■ 指示と条件
デンカ渋川工場の設備増強を伝える記事の続きを、最後の文の次から書いてください。

■ 本文
· · ·
2021年12月10日

デンカ
渋川工場に新規設備

電子材料中核生産拠点に

デンカ(今井俊夫社長)は、群馬県渋川市に所在する渋川工場を電子材料の中核生産拠点と位置付け、放熱シート(「デンカ放熱シート」)の新規生産設備を渋川工場へ導入し、生産能力を現在の約2倍に増強することを決定した。同社は今後の車載・通信市場における放熱シートの需要拡大に対応するだけでなく、放熱材料をはじめとしたスペシャリティー事業をさらに強化する。投資金額は約17億円の見込みで、稼働時期は2024年度上期の予定。

シリコーン樹脂に機能性フィラーを高充てんすることで高い絶縁性や、放熱性の機能を持たせた放熱シートはその性能から車載製品や通信基地局など、さまざまな電子機器に使用されている。同社では、ⅹEVなどの車載電装機器や5Gを中心とする通信基地局などで放熱シートの需要はさらに拡大すると見通し、同社グループ企業で放熱シート、雨どい、ポリエチレン暗きょ排水管など合成樹脂製品の製造を行っている九州プラスチック工業(熊本県玉名市)から渋川工場への生産移管および新規設備導入による生産能力の増強を決定した。

渋川工場は1951年に塩化ビニル系樹脂の生産拠点として操業開始以降、時代のニーズに合わせて高熱伝導メタルベース基板をはじめとする放熱材料、半導体製造工程用仮固定テープ、アクリル系接着剤など電子材料を中心とした生産拠点に転換し、今年で操業70周年を迎えた。
· · ·
■ 提示資料

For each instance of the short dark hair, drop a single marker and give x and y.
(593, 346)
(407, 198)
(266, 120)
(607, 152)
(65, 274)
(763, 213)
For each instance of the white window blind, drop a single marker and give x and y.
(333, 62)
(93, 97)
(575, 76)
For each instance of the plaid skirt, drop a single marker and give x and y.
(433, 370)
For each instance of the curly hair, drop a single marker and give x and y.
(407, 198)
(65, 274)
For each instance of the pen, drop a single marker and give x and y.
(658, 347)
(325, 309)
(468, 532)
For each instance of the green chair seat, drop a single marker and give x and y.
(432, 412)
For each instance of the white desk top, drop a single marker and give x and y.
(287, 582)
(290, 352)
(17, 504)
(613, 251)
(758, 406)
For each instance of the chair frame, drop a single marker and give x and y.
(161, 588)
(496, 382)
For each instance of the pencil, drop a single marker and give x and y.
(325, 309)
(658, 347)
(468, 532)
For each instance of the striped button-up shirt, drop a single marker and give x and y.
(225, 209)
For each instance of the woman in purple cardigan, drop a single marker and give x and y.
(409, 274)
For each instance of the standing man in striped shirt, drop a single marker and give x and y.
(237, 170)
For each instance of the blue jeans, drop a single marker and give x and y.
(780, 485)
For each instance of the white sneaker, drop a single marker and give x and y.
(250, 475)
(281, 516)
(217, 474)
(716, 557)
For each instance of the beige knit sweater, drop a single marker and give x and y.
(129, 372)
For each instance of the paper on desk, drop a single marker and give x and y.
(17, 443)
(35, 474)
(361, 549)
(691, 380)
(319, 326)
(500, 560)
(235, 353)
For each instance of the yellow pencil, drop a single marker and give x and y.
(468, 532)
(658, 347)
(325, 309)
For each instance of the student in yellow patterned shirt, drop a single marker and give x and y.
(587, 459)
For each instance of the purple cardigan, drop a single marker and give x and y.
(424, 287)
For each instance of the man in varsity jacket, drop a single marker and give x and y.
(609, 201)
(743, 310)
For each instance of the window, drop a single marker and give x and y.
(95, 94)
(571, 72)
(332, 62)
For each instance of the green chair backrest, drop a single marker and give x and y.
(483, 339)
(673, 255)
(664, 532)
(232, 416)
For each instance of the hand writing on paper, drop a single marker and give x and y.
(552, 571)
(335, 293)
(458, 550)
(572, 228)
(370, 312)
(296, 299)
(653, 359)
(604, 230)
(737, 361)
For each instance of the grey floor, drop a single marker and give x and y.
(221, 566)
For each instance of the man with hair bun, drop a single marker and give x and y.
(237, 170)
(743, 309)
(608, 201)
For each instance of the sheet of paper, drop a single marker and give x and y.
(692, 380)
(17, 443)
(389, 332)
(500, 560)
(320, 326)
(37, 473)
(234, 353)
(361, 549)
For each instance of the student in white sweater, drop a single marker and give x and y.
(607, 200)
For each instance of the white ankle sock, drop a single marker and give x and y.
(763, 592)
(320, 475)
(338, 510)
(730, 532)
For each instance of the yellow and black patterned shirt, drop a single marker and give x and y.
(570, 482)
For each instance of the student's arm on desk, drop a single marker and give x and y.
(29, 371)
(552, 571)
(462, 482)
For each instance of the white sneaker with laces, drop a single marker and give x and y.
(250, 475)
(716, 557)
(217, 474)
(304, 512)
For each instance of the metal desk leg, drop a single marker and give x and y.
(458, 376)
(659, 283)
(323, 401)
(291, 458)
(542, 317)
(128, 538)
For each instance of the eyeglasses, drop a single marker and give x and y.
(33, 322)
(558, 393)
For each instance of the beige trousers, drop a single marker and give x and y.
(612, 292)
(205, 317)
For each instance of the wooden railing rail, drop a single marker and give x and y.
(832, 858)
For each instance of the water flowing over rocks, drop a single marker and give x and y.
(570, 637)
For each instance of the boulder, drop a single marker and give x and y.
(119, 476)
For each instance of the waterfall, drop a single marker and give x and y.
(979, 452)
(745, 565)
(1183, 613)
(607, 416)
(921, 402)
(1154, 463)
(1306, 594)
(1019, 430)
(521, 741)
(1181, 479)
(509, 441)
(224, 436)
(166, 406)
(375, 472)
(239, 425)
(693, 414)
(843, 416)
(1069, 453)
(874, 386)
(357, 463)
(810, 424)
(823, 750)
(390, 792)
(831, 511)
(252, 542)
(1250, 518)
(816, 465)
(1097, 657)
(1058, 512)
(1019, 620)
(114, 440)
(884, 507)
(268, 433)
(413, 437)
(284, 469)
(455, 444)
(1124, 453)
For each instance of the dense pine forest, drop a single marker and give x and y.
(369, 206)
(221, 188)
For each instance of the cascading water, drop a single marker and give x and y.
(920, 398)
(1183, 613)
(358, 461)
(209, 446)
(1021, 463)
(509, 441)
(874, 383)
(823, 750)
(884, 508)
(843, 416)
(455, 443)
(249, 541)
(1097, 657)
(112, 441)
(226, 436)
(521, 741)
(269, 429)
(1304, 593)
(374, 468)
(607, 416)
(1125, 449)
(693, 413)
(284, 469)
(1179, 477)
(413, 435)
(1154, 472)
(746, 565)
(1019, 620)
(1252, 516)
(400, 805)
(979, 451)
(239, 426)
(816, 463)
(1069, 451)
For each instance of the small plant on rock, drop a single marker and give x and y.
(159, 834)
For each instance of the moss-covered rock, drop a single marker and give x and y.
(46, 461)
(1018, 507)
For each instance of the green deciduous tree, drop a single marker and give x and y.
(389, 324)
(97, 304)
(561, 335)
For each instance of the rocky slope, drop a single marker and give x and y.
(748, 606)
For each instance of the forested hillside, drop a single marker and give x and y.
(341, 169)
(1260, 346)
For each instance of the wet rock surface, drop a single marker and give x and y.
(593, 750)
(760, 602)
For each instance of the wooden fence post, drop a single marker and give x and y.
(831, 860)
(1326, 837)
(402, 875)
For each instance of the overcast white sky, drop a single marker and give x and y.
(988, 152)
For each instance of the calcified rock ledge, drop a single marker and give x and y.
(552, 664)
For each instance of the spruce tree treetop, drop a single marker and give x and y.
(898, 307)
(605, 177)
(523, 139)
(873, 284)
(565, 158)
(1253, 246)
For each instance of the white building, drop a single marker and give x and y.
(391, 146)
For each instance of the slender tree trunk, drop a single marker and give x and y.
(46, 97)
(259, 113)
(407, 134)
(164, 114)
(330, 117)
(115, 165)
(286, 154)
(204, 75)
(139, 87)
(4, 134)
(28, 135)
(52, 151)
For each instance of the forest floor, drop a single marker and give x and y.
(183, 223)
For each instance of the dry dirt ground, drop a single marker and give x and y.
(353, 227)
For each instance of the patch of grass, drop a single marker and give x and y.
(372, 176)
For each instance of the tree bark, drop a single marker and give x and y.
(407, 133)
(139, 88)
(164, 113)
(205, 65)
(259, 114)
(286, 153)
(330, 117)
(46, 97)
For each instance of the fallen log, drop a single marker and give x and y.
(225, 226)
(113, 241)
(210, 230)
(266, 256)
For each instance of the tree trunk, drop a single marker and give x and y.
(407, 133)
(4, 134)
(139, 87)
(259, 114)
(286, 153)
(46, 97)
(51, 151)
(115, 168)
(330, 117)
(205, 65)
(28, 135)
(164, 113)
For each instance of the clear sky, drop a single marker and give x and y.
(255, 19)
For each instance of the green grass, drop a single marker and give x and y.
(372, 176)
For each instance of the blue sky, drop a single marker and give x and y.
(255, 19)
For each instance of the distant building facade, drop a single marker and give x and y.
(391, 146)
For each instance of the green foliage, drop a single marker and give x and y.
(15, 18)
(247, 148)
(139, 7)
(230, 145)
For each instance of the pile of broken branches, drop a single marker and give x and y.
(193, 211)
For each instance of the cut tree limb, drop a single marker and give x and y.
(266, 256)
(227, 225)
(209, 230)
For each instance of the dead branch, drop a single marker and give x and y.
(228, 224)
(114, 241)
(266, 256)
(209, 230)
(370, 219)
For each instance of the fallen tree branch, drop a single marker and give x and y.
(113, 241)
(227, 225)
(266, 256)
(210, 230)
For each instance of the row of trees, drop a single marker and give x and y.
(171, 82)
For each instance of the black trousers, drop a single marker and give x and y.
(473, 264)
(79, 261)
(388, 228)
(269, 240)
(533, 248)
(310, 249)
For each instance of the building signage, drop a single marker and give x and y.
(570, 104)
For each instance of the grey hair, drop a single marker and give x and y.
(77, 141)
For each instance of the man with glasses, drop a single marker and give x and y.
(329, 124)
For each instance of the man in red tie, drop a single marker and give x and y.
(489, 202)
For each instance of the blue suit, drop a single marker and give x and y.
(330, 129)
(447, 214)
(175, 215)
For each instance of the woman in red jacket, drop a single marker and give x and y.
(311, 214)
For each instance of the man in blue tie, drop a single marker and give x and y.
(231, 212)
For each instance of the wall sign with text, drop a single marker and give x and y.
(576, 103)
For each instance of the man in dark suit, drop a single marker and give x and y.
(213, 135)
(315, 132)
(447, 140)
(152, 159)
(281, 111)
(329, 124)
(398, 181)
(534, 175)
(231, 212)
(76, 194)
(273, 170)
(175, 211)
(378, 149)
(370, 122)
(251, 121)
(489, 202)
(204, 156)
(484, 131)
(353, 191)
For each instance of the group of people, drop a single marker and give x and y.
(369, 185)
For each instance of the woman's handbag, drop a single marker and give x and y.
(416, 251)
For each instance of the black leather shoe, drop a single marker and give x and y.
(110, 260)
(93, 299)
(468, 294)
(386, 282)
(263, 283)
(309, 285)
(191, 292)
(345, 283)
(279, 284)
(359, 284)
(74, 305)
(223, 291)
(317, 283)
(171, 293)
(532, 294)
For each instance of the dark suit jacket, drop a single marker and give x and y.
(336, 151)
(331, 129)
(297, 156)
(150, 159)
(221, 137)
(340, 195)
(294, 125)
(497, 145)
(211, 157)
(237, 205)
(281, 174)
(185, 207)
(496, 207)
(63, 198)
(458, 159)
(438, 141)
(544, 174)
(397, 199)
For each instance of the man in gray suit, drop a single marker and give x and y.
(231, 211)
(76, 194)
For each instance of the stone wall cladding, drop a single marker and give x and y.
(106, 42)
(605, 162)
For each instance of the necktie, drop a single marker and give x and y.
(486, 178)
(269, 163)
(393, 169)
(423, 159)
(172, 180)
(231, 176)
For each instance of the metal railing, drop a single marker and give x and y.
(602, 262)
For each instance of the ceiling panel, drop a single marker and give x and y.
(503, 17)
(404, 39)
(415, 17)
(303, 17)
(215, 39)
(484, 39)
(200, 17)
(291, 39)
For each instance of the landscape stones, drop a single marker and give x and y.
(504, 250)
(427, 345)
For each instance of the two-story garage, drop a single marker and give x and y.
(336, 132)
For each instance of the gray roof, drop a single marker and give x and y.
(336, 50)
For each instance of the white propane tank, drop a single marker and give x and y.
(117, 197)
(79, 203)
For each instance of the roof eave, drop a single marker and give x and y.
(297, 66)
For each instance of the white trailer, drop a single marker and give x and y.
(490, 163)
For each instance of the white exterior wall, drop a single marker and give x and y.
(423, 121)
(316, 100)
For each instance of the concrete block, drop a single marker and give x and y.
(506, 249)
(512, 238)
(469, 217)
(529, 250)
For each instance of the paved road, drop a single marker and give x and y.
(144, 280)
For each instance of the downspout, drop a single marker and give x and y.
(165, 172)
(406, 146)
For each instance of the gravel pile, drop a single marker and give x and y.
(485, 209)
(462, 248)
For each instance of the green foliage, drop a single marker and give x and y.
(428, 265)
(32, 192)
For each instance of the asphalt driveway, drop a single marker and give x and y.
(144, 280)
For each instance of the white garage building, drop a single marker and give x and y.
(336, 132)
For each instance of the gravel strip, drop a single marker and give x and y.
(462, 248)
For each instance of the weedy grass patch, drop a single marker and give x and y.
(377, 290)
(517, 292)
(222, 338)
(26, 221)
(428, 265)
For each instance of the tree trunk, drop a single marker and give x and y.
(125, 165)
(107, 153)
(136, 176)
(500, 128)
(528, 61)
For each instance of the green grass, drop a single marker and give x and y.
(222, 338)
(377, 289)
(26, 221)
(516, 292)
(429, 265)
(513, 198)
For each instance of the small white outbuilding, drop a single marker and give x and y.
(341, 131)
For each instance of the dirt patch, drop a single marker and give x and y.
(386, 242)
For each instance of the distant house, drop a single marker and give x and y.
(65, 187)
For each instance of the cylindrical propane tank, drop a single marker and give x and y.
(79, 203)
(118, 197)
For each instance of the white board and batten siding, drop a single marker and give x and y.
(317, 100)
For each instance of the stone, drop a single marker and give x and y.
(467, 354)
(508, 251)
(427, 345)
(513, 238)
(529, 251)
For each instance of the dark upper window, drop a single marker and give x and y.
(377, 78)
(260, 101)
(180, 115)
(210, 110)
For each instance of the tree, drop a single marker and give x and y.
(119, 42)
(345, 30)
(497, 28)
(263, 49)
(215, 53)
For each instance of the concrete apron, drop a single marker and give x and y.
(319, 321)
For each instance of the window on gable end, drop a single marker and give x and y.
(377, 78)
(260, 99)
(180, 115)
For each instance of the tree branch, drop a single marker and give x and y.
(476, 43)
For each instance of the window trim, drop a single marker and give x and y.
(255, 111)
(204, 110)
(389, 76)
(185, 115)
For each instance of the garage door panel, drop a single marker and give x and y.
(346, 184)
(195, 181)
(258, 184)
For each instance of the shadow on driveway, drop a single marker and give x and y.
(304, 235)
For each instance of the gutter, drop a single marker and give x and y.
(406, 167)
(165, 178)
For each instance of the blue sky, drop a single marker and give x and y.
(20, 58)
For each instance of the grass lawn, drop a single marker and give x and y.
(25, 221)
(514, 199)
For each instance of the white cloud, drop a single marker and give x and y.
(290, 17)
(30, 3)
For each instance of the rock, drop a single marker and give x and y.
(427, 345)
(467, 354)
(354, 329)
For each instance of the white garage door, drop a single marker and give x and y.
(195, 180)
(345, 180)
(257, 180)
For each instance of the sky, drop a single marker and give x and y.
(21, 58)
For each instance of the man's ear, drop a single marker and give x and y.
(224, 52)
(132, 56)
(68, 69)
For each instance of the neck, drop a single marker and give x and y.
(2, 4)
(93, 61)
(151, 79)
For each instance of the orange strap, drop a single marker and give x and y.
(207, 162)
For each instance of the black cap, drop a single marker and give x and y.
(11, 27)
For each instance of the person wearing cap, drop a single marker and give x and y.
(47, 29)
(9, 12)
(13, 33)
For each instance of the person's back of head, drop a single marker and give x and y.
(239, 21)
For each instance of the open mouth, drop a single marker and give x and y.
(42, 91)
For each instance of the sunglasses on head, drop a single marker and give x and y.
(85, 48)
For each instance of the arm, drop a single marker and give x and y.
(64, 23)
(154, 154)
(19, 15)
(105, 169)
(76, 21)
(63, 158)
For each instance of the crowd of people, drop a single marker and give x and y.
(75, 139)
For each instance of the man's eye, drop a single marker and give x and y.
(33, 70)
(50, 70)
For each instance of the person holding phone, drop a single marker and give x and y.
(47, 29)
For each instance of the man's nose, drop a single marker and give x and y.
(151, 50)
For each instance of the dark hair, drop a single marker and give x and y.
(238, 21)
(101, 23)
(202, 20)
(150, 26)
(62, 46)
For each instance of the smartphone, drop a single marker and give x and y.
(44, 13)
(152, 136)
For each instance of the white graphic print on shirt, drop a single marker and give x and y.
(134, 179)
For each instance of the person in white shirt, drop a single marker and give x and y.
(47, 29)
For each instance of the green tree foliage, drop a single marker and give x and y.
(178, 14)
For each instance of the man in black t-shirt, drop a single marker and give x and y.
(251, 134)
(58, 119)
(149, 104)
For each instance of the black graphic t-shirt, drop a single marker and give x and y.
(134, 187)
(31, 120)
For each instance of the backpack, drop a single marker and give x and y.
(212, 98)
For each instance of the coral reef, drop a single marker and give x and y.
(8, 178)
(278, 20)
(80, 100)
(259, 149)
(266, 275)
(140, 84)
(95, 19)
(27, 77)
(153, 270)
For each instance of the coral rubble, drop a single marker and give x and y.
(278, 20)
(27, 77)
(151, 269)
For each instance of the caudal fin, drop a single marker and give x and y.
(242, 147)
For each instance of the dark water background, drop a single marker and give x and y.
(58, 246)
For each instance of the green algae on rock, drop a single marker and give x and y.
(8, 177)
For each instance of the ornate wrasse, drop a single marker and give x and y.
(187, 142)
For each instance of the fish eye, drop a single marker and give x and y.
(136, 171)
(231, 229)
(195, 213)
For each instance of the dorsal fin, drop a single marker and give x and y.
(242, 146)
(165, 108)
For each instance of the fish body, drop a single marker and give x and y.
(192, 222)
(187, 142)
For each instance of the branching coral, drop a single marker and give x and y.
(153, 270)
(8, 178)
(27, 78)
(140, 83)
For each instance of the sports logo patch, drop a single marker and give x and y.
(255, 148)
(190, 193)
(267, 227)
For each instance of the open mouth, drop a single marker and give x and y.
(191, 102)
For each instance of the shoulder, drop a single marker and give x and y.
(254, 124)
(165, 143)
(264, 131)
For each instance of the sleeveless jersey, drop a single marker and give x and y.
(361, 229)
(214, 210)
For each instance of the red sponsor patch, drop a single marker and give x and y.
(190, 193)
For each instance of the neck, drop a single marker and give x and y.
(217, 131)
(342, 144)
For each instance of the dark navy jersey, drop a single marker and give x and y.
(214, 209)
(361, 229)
· · ·
■ 演習の解答
今後は自動生産プロセスの導入や工場内の研究開発部門を強化し、車載・通信で求められる高熱伝導・高耐熱・接触熱抵抗低減・高耐圧等を持ち合わせた次世代スペシャリティー製品の開発も行っていく。

【渋川工場概要】
▽所在地=群馬県渋川市中村1135
▽生産品目=高熱伝導メタルベース基板(デンカヒットプレート)、放熱材料(デンカ放熱スペーサー、デンカ放熱グリース)、熱陰極源(デンカLaB6カソード、デンカTFE、デンカエルミオン)、半導体製造工程用仮固定テープ(エレグリップ)、アクリル系構造用接着剤(ハードロックSGA)、補修・補強工法用アクリル系接着剤(ハードロックⅡ)、光硬化型接着剤(ハードロックOP/UV)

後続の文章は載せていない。